**Problem to work on**
Could you extend the lectureship report below, picking up after its last sentence?

**Source extract**
BEGIN
The 3rd annual Janice Pogue Lectureship drew large crowds to PHRI on March 18, 2019, who came to hear Prof. Lisa LaVange, PhD, Associate Chair, Department of Biostatistics, the Gillings School of Global Public Health, the University of North Carolina at Chapel Hill (UNC), speak on the topic of Opportunities and Challenges in Clinical Research with the Use of Big Data and Novel Trial Designs.

Prof. LaVange observed that the research landscape is changing in two important ways. First, there is a greater need to understand and process large, complex datasets from sources of varying quality. The availability of new data sources offer several advantages to clinical research, but an understanding of the limitations of their use is also needed. Second, recent advances in precision medicine have necessitated the use of complex innovative trial designs to fully realize the potential of targeted therapies.

With the challenges posed by non-standard data sources and non-traditional trial designs, statisticians have an increasingly important role to play to ensure the research findings are based on valid inference and are reproducible and interpretable, LaVange said. Opportunities for collaboration and innovation are illustrated with examples from different sectors.
END
[Stored items]
BEGIN
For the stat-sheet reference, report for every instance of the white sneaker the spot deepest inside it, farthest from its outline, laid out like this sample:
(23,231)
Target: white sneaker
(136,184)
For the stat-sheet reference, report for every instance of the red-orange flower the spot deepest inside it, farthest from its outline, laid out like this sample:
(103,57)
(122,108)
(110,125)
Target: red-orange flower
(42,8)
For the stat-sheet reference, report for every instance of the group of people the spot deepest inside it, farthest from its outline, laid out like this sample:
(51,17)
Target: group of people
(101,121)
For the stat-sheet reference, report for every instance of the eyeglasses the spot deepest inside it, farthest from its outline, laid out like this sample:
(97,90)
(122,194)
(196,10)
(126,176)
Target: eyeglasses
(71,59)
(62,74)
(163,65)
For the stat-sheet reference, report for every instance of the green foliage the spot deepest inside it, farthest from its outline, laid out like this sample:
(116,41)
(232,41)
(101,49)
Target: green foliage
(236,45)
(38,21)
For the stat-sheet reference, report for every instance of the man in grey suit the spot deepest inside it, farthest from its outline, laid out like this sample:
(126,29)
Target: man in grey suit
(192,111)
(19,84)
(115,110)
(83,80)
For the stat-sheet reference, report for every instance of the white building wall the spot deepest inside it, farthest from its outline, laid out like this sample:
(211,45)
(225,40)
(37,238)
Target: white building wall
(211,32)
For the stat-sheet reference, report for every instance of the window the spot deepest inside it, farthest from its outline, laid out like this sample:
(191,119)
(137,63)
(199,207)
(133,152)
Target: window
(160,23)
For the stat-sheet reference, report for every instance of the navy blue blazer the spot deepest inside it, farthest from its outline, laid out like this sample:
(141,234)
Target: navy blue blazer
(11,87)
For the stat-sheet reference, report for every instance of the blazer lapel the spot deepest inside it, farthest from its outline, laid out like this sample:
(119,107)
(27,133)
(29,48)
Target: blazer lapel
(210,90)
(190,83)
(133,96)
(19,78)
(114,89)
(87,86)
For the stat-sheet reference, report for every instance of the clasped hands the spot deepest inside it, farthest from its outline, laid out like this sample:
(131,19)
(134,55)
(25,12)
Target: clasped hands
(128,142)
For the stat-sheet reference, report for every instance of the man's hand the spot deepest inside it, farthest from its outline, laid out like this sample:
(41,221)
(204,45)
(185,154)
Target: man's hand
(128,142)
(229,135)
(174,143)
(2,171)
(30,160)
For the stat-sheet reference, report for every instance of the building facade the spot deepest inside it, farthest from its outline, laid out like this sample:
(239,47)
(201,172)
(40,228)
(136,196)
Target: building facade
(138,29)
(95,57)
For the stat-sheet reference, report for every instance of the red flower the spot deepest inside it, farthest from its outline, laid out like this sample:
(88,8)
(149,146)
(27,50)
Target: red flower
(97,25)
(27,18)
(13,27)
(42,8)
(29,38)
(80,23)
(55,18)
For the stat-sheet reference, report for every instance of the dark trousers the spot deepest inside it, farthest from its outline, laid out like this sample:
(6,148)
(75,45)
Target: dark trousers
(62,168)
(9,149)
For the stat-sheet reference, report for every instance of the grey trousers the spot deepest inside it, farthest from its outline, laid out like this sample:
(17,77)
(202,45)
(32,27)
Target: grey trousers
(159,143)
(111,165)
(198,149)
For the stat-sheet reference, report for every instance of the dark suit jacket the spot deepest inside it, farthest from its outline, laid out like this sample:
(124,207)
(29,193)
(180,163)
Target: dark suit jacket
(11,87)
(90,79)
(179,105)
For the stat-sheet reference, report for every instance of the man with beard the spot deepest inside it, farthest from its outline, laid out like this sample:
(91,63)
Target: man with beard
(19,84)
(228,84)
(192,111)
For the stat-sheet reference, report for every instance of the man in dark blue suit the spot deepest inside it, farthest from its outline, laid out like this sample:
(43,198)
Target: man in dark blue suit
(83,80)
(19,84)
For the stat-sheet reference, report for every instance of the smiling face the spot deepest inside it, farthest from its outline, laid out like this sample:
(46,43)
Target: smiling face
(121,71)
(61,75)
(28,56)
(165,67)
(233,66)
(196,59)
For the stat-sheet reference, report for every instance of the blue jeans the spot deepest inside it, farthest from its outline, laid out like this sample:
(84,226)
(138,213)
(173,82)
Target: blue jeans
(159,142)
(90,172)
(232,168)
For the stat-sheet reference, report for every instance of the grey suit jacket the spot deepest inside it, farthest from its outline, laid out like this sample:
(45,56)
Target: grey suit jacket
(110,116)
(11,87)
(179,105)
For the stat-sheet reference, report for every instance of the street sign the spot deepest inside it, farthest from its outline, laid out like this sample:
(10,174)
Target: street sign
END
**Exercise output**
Lisa LaVange is also director of the department’s Collaborative Studies Coordinating Center (CSCC), overseeing faculty, staff, and students involved in large-scale clinical trials and epidemiological studies coordinated by the center. From 2011 to 2017, Dr. LaVange was director of the Office of Biostatistics in the United States Food and Drug Administration (FDA) Center for Drug Evaluation and Research (CDER). There, she oversaw more than 200 statisticians and other staff members involved in the development and application of statistical methodology for drug regulation. She was a leader in developing and assessing the effectiveness and appropriateness of innovative statistical methods intended to accelerate the process from drug discovery to clinical trials to FDA approval and patients’ benefit, with a particular focus on rare diseases. Prior to her government and academic experience, she spent 16 years in non-profit research and 10 years in the pharmaceutical industry. She is an elected fellow of the American Statistical Association (ASA) and is the 2018 ASA President.

This lectureship honours the late Janice Pogue, an exceptional statistician who created the statistical group at the Population Health Research Institute where she worked for 22 years. [Read the PHRI-authored Janice Pogue obituary in Clinical Trials.]

L to R: PHRI Executive Director Salim Yusuf; Prof. Lisa LaVange; PHRI investigator Jackie Bosch; Janice Pogue’s son, CK, and husband, David.